Federal Pell Grant Program of the Higher Education Act: Background, Recent Changes, and Current Legislative Issues

Shannon M. Mahan
Specialist in Education Policy

The Federal Pell Grant program, authorized by Title IV of the Higher Education Act of 1965, as  amended (HEA; P.L. 89-329), is the single largest source of federal grant aid supporting  postsecondary education students. The program is estimated to have provided over $32 billion to  approximately 8.3 million undergraduate students in fiscal year (FY) 2010. For FY2010, the total  maximum Pell Grant was funded at $5,550. The program is funded primarily through annual  appropriations, although mandatory appropriations play a smaller, yet increasing, role in the  program.

Pell Grants are need-based aid that is intended to be the foundation for all federal student aid  awarded to undergraduates. There is no absolute income threshold that determines who is eligible  or ineligible for Pell Grants. Nevertheless, Pell Grant recipients are primarily low-income. In  FY2008, an estimated 62% of Pell Grant recipients considered to be dependent upon their parents  had a total family income at or below $30,000. Of Pell Grant recipients considered to be  independent of their parents, an estimated 83% had a total family income at or below $30,000.

The Pell Grant program has garnered considerable attention over the past several years in  Congress. Most recently, the SAFRA Act, passed as part of the Health Care and Education  Reconciliation Act of 2010 (HCERA; P.L. 111-152), established indefinite mandatory  appropriations beginning in FY2010 to provide for increases to the maximum award amount  funded with annual discretionary appropriations. Prior to the SAFRA Act, the program also  received substantial discretionary and mandatory supplemental funding through the American  Recovery and Reinvestment Act of 2009 (ARRA; P.L. 111-5). The statutory authority for the Pell  Grant program was most recently reauthorized by the Higher Education Opportunity Act of 2008  (HEOA; P.L. 110-315).

■ PROBLEMS TO SOLVE:
- A) How many lines of the records contain the word "dark"? Give only the number.
- B) Can you write the next part of the Pell Grant overview, starting right after its last sentence?
The Pell Grant overview and the records are separate, unrelated material.

■ Entries taken from a collection:

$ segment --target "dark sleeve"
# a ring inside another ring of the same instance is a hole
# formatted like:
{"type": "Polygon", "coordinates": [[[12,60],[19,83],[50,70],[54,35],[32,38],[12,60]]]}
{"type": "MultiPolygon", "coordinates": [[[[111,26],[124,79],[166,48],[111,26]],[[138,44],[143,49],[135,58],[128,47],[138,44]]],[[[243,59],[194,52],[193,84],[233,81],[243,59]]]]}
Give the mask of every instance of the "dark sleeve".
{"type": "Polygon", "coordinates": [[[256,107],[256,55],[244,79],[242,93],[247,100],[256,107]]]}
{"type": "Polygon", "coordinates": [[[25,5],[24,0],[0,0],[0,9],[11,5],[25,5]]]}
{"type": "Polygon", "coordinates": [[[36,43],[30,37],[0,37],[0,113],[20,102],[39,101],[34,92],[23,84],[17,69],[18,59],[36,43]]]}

■ TASK ANSWERS:
- A) 2

- B)
The Pell Grant program recently experienced substantial increases in program costs—largely due  to a weakened economy, increases in the number of students enrolling in college and applying for  Pell Grant aid, and legislative changes that have led to increased benefits for more students. The  combination of these factors has led to relatively large funding shortfalls in the program over  recent years. Many of the issues concerning the Pell Grant program that confront Congress  include potential challenges associated with funding the program—both in the short term and the  long term.

In the short term, additional discretionary funding for the Pell Grant program may be required in  order to ensure current award levels are maintained, leading to the program comprising an  increasingly larger share of the discretionary funding allocated for programs that are funded in  Labor, Health and Human Services (HHS), and Education appropriations. As a long-term strategy  for funding the program, one option Congress could consider is reclassifying the program as an  entitlement, and thus providing only mandatory funding for the program each year. Such action  would preclude annual funding shortfalls and surpluses in the program, but the initial costs of  reclassification could be substantial under congressional budgetary rules.

Congress might also choose to focus on the quality of institutions that receive Pell Grant aid, or  examine the role proprietary (for-profit) institutions play in the disbursement of Pell Grant aid to  students.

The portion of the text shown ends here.